Text-to-region grounding data:

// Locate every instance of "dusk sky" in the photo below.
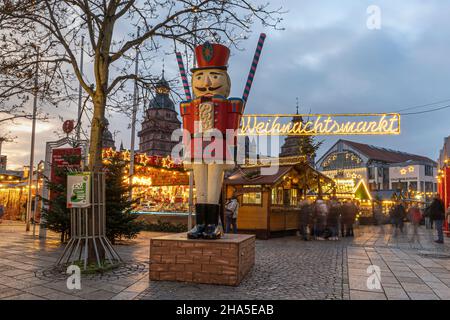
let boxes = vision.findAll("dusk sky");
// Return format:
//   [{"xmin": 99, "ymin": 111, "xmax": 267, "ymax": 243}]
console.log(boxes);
[{"xmin": 3, "ymin": 0, "xmax": 450, "ymax": 169}]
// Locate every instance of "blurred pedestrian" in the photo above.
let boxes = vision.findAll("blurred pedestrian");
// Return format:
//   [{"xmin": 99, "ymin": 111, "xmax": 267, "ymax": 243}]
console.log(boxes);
[
  {"xmin": 390, "ymin": 202, "xmax": 406, "ymax": 237},
  {"xmin": 427, "ymin": 196, "xmax": 445, "ymax": 244},
  {"xmin": 341, "ymin": 200, "xmax": 358, "ymax": 237},
  {"xmin": 225, "ymin": 195, "xmax": 239, "ymax": 234},
  {"xmin": 408, "ymin": 204, "xmax": 422, "ymax": 243},
  {"xmin": 0, "ymin": 203, "xmax": 4, "ymax": 224},
  {"xmin": 314, "ymin": 199, "xmax": 328, "ymax": 240},
  {"xmin": 423, "ymin": 205, "xmax": 432, "ymax": 229},
  {"xmin": 373, "ymin": 203, "xmax": 385, "ymax": 235},
  {"xmin": 327, "ymin": 199, "xmax": 341, "ymax": 240},
  {"xmin": 299, "ymin": 199, "xmax": 313, "ymax": 241}
]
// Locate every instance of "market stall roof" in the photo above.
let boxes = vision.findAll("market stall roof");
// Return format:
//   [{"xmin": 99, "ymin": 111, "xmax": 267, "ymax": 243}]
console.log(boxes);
[
  {"xmin": 225, "ymin": 161, "xmax": 335, "ymax": 187},
  {"xmin": 354, "ymin": 180, "xmax": 372, "ymax": 201},
  {"xmin": 0, "ymin": 169, "xmax": 23, "ymax": 179},
  {"xmin": 371, "ymin": 190, "xmax": 402, "ymax": 201},
  {"xmin": 225, "ymin": 165, "xmax": 292, "ymax": 185}
]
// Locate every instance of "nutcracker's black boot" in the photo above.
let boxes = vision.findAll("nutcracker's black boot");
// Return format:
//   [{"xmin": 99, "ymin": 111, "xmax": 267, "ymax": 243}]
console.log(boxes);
[
  {"xmin": 187, "ymin": 204, "xmax": 206, "ymax": 239},
  {"xmin": 202, "ymin": 204, "xmax": 223, "ymax": 240}
]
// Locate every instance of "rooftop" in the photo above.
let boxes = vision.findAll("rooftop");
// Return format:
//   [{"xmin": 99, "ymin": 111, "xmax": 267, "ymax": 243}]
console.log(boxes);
[{"xmin": 339, "ymin": 139, "xmax": 436, "ymax": 165}]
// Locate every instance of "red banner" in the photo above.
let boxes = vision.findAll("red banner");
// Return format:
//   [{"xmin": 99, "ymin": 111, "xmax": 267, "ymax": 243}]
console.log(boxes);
[{"xmin": 50, "ymin": 148, "xmax": 82, "ymax": 188}]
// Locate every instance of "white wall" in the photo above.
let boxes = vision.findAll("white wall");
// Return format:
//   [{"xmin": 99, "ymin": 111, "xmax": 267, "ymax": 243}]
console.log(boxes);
[{"xmin": 389, "ymin": 164, "xmax": 436, "ymax": 191}]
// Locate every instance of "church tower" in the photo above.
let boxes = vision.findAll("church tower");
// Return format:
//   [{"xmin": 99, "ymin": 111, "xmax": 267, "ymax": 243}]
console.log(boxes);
[
  {"xmin": 138, "ymin": 74, "xmax": 181, "ymax": 157},
  {"xmin": 279, "ymin": 99, "xmax": 317, "ymax": 165},
  {"xmin": 102, "ymin": 117, "xmax": 116, "ymax": 150}
]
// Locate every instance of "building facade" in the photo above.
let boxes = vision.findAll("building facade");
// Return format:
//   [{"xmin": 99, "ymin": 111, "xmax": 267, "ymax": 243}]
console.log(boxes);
[
  {"xmin": 316, "ymin": 139, "xmax": 437, "ymax": 200},
  {"xmin": 437, "ymin": 136, "xmax": 450, "ymax": 210},
  {"xmin": 138, "ymin": 77, "xmax": 181, "ymax": 157},
  {"xmin": 102, "ymin": 117, "xmax": 116, "ymax": 150}
]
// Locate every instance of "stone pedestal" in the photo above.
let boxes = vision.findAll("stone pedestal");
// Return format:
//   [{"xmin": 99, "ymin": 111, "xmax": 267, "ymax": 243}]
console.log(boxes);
[{"xmin": 149, "ymin": 233, "xmax": 255, "ymax": 286}]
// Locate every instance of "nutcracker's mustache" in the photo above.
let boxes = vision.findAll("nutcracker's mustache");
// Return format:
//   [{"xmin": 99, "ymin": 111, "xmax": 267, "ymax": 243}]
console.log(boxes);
[{"xmin": 195, "ymin": 86, "xmax": 222, "ymax": 92}]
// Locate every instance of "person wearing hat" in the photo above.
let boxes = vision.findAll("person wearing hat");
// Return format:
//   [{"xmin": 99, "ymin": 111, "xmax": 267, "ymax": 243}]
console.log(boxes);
[{"xmin": 180, "ymin": 42, "xmax": 244, "ymax": 239}]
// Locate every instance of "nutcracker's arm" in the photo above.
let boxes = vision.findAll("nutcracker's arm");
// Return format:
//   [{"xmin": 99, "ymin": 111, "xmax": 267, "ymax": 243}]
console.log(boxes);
[{"xmin": 242, "ymin": 33, "xmax": 267, "ymax": 111}]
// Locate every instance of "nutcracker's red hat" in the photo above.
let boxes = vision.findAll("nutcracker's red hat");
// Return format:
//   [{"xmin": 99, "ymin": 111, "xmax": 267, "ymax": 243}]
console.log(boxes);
[{"xmin": 191, "ymin": 42, "xmax": 230, "ymax": 71}]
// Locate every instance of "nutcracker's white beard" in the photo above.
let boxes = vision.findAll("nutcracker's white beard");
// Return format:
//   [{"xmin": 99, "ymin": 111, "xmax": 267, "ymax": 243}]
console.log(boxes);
[{"xmin": 192, "ymin": 163, "xmax": 234, "ymax": 204}]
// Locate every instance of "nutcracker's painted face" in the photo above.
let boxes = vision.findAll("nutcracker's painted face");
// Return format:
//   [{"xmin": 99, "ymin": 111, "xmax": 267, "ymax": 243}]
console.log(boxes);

**WHAT TO DO**
Your copy should be the entries retyped exactly, with no images in it.

**RESPONSE FOR THIS EXERCISE**
// Locate every instance of "dusk sky" in the photo below.
let boxes = vision.findAll("dusk sky");
// Return format:
//   [{"xmin": 99, "ymin": 111, "xmax": 267, "ymax": 243}]
console.log(boxes);
[{"xmin": 3, "ymin": 0, "xmax": 450, "ymax": 169}]
// Locate every instance of "blurred pedestrian" in the photo above.
let boxes = vision.findAll("blurred pedestrian");
// Return format:
//   [{"xmin": 99, "ymin": 111, "xmax": 267, "ymax": 243}]
console.log(boxes);
[
  {"xmin": 390, "ymin": 202, "xmax": 406, "ymax": 237},
  {"xmin": 427, "ymin": 196, "xmax": 445, "ymax": 244},
  {"xmin": 341, "ymin": 200, "xmax": 358, "ymax": 237},
  {"xmin": 225, "ymin": 195, "xmax": 239, "ymax": 234},
  {"xmin": 408, "ymin": 204, "xmax": 422, "ymax": 243},
  {"xmin": 0, "ymin": 203, "xmax": 4, "ymax": 224},
  {"xmin": 314, "ymin": 199, "xmax": 328, "ymax": 240},
  {"xmin": 423, "ymin": 205, "xmax": 432, "ymax": 229},
  {"xmin": 373, "ymin": 203, "xmax": 385, "ymax": 235},
  {"xmin": 327, "ymin": 199, "xmax": 341, "ymax": 240},
  {"xmin": 299, "ymin": 199, "xmax": 313, "ymax": 241}
]
// Locate every instance of "market stall roof" in the photo above.
let boxes = vision.findAll("market stall roof");
// Return format:
//   [{"xmin": 99, "ymin": 111, "xmax": 267, "ymax": 243}]
console.log(boxes);
[
  {"xmin": 225, "ymin": 161, "xmax": 335, "ymax": 187},
  {"xmin": 354, "ymin": 180, "xmax": 372, "ymax": 201},
  {"xmin": 0, "ymin": 169, "xmax": 23, "ymax": 179},
  {"xmin": 371, "ymin": 190, "xmax": 402, "ymax": 201},
  {"xmin": 225, "ymin": 165, "xmax": 292, "ymax": 185}
]
// Locate every instance of "nutcracker's black boot" in the photo above.
let boxes = vision.findAll("nutcracker's black boot");
// Return format:
//   [{"xmin": 99, "ymin": 111, "xmax": 267, "ymax": 243}]
console.log(boxes);
[
  {"xmin": 187, "ymin": 204, "xmax": 206, "ymax": 239},
  {"xmin": 202, "ymin": 204, "xmax": 223, "ymax": 240}
]
// Locate every instance of "rooftop" in the photo above.
let boxes = vision.findAll("rooftop");
// Return format:
//   [{"xmin": 99, "ymin": 111, "xmax": 267, "ymax": 243}]
console.log(boxes);
[{"xmin": 339, "ymin": 139, "xmax": 436, "ymax": 165}]
// Locate every instance of "red banner" in the photo above.
let boxes = vision.findAll("red banner");
// Return format:
//   [{"xmin": 99, "ymin": 111, "xmax": 267, "ymax": 243}]
console.log(boxes);
[{"xmin": 50, "ymin": 148, "xmax": 82, "ymax": 188}]
// Locate every instance of "white wall" in the photo above.
let boxes = vision.findAll("white wall");
// Return format:
//   [{"xmin": 99, "ymin": 111, "xmax": 267, "ymax": 243}]
console.log(boxes);
[{"xmin": 389, "ymin": 164, "xmax": 436, "ymax": 191}]
// Locate every instance of "church tower" in the photo above.
let boxes = vision.findAll("church tower");
// Return format:
//   [{"xmin": 99, "ymin": 111, "xmax": 267, "ymax": 243}]
console.log(boxes);
[
  {"xmin": 138, "ymin": 74, "xmax": 181, "ymax": 157},
  {"xmin": 279, "ymin": 99, "xmax": 317, "ymax": 165},
  {"xmin": 102, "ymin": 117, "xmax": 116, "ymax": 150}
]
// Locate every instance of "building facade" in the photo above.
let boxes = vision.findAll("building facade");
// Return format:
//   [{"xmin": 99, "ymin": 111, "xmax": 267, "ymax": 243}]
console.log(boxes);
[
  {"xmin": 316, "ymin": 139, "xmax": 437, "ymax": 200},
  {"xmin": 437, "ymin": 136, "xmax": 450, "ymax": 210},
  {"xmin": 138, "ymin": 77, "xmax": 181, "ymax": 157},
  {"xmin": 102, "ymin": 117, "xmax": 116, "ymax": 150}
]
// Locate every instance of "stone pedestal" in the photo above.
let boxes = vision.findAll("stone pedestal");
// Return format:
//   [{"xmin": 99, "ymin": 111, "xmax": 267, "ymax": 243}]
console.log(boxes);
[{"xmin": 149, "ymin": 233, "xmax": 255, "ymax": 286}]
// Locate every instance of "nutcracker's mustache" in the photo above.
let boxes = vision.findAll("nutcracker's mustache");
// Return format:
//   [{"xmin": 99, "ymin": 111, "xmax": 267, "ymax": 243}]
console.log(boxes);
[{"xmin": 195, "ymin": 86, "xmax": 222, "ymax": 92}]
// Locate every instance of "person wearing hat" in the photo above.
let boxes = vision.findAll("person wearing hat");
// Return format:
//   [{"xmin": 99, "ymin": 111, "xmax": 267, "ymax": 243}]
console.log(boxes);
[{"xmin": 180, "ymin": 42, "xmax": 244, "ymax": 239}]
// Locate every instance of "nutcracker's arm" in the photo above.
let boxes = vision.findAll("nutcracker's arm");
// Return format:
//   [{"xmin": 99, "ymin": 111, "xmax": 267, "ymax": 243}]
console.log(boxes);
[{"xmin": 242, "ymin": 33, "xmax": 267, "ymax": 111}]
// Locate every instance of "nutcracker's red hat" in the photo above.
let boxes = vision.findAll("nutcracker's red hat");
// Return format:
//   [{"xmin": 99, "ymin": 111, "xmax": 267, "ymax": 243}]
console.log(boxes);
[{"xmin": 191, "ymin": 42, "xmax": 230, "ymax": 71}]
// Locate every instance of "nutcracker's white beard" in the photo above.
let boxes = vision.findAll("nutcracker's white beard");
// Return format:
//   [{"xmin": 99, "ymin": 111, "xmax": 267, "ymax": 243}]
console.log(boxes);
[{"xmin": 192, "ymin": 163, "xmax": 234, "ymax": 204}]
// Locate every instance of "nutcracker's painted face" in the photo above.
let boxes = vision.findAll("nutcracker's painted face");
// Return format:
//   [{"xmin": 99, "ymin": 111, "xmax": 267, "ymax": 243}]
console.log(boxes);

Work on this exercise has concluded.